[Extracted records]
Start of Block

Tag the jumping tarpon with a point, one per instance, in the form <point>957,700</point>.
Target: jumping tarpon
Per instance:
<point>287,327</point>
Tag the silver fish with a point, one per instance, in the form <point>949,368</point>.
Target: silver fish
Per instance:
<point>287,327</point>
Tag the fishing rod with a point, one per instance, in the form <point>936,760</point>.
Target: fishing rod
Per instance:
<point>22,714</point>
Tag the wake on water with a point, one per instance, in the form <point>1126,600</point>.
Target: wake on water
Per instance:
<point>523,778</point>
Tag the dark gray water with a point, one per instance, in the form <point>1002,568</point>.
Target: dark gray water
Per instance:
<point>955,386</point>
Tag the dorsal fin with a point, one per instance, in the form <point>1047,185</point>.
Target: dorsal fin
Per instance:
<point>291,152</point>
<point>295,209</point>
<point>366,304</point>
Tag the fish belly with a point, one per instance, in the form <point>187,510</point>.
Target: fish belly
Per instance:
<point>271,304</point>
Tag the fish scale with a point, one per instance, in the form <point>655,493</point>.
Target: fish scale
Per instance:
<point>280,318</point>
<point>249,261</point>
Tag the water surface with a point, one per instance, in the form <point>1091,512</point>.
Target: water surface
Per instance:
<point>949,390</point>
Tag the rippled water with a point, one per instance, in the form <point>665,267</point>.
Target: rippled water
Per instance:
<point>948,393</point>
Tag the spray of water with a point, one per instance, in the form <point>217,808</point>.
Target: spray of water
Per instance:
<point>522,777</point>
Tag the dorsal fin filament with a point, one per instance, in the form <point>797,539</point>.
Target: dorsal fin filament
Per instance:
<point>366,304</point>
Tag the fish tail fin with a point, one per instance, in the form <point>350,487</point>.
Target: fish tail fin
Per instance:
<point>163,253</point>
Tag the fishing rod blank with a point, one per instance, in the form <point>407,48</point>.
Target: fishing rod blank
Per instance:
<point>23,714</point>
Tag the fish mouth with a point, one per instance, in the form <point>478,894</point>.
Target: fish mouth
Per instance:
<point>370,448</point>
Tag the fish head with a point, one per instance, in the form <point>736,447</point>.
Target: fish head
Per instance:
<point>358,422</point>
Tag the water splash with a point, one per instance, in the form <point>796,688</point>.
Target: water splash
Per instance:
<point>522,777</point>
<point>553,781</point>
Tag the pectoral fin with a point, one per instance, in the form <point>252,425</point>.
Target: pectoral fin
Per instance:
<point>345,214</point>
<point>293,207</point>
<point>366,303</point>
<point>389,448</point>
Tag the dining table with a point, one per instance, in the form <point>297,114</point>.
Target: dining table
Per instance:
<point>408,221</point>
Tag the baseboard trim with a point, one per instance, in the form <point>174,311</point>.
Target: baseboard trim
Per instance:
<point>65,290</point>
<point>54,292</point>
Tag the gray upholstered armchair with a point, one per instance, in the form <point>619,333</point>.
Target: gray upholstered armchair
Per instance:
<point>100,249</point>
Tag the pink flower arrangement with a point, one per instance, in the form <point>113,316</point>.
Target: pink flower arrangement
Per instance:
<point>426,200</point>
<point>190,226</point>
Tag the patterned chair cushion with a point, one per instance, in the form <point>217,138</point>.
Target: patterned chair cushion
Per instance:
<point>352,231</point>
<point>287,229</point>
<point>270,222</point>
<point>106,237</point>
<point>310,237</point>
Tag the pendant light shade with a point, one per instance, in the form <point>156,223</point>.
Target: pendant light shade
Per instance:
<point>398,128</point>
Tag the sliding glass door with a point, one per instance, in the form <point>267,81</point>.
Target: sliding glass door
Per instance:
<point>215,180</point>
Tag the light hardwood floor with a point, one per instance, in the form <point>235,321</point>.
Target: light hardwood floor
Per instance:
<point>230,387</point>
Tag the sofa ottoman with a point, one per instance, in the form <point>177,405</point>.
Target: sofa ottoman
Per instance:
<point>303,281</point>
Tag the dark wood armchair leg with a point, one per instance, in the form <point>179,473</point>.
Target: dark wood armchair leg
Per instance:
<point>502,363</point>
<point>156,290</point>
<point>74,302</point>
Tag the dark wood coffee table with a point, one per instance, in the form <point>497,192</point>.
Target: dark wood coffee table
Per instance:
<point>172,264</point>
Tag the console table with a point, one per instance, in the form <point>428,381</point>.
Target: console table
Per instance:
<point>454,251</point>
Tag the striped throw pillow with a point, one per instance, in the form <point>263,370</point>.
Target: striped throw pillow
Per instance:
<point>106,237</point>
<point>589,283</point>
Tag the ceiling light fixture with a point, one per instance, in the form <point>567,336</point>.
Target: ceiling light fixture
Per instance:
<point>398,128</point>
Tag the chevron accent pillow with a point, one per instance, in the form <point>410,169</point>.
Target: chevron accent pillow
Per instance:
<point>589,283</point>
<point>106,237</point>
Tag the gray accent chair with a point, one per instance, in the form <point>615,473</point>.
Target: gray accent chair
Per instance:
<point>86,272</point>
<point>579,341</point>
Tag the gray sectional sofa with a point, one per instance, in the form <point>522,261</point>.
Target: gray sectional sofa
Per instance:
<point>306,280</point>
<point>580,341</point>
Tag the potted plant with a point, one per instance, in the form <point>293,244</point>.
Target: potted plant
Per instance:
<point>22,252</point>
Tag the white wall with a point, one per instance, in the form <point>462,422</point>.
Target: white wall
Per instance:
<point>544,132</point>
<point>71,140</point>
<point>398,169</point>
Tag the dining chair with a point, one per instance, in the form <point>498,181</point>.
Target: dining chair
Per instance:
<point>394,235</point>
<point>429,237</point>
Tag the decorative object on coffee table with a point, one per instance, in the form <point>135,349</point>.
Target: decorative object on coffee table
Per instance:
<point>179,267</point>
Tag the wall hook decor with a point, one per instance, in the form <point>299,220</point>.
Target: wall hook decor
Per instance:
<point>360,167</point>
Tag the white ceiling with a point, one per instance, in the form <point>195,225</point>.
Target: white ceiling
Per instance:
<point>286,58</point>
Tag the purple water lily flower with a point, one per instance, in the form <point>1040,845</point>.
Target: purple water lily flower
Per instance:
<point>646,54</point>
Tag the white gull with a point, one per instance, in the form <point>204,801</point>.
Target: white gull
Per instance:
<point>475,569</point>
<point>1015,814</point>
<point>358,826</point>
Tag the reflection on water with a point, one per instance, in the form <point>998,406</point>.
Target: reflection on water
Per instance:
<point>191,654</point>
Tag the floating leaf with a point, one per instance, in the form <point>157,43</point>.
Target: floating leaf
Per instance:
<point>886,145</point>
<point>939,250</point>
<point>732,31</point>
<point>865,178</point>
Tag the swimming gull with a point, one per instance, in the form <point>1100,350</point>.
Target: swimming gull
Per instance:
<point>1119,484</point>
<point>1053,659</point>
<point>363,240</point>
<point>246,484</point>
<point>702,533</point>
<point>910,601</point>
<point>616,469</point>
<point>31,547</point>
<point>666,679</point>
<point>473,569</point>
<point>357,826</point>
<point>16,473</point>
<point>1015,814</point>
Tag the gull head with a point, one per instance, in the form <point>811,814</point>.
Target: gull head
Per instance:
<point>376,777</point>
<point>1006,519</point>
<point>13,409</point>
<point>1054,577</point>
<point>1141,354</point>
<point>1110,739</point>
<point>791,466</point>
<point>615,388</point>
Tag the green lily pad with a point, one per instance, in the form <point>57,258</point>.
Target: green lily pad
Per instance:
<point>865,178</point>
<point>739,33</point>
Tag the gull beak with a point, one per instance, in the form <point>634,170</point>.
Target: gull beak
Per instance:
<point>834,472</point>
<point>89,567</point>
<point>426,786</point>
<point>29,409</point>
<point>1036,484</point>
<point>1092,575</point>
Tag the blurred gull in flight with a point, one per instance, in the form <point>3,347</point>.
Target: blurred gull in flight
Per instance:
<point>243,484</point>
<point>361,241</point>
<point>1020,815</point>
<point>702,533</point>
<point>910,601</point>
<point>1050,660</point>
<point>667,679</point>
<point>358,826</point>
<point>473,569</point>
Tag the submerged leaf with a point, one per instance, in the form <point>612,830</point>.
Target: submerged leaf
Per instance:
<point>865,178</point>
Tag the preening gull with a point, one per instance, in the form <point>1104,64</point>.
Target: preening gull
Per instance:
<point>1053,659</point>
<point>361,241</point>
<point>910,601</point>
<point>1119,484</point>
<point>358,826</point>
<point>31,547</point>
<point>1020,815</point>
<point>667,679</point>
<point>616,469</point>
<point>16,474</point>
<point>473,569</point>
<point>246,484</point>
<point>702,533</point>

End of Block

## Exercise
Repeat the entries above verbatim, but only from the line that has "Tag the dorsal fin with" down to the line that has "Tag the fish head", inclusive.

## Written response
Tag the dorsal fin with a point, one per instance, in the form <point>1047,185</point>.
Target: dorsal fin
Per instance:
<point>291,152</point>
<point>295,209</point>
<point>366,304</point>
Tag the fish belly with a point, one per instance, in the form <point>187,510</point>.
Target: fish belly
Per instance:
<point>271,304</point>
Tag the fish scale with a point, one per instance, in the form <point>655,493</point>.
Target: fish scale
Per instance:
<point>280,318</point>
<point>249,261</point>
Tag the water surface with a point, one per instance, in the form <point>1091,512</point>.
Target: water surface
Per instance:
<point>949,390</point>
Tag the rippled water with a point, one per instance, in the form <point>665,267</point>.
Target: rippled water
Per instance:
<point>948,393</point>
Tag the spray of water with a point, one per instance, in the form <point>217,808</point>.
Target: spray of water
Per instance:
<point>522,777</point>
Tag the dorsal fin filament with a point, one per instance, in the form <point>797,539</point>.
Target: dorsal fin filament
Per instance:
<point>366,304</point>
Tag the fish tail fin with a point, one per instance, in the form <point>350,487</point>.
Target: fish tail fin
Per instance:
<point>163,253</point>
Tag the fishing rod blank with a point, one per instance, in the form <point>407,48</point>.
Target: fishing rod blank
Per instance:
<point>23,714</point>
Tag the fish mouth with a point, one per instance, in the form <point>478,894</point>.
Target: fish mouth
Per instance:
<point>370,448</point>
Tag the fish head with a point, one per instance, in the form <point>736,447</point>.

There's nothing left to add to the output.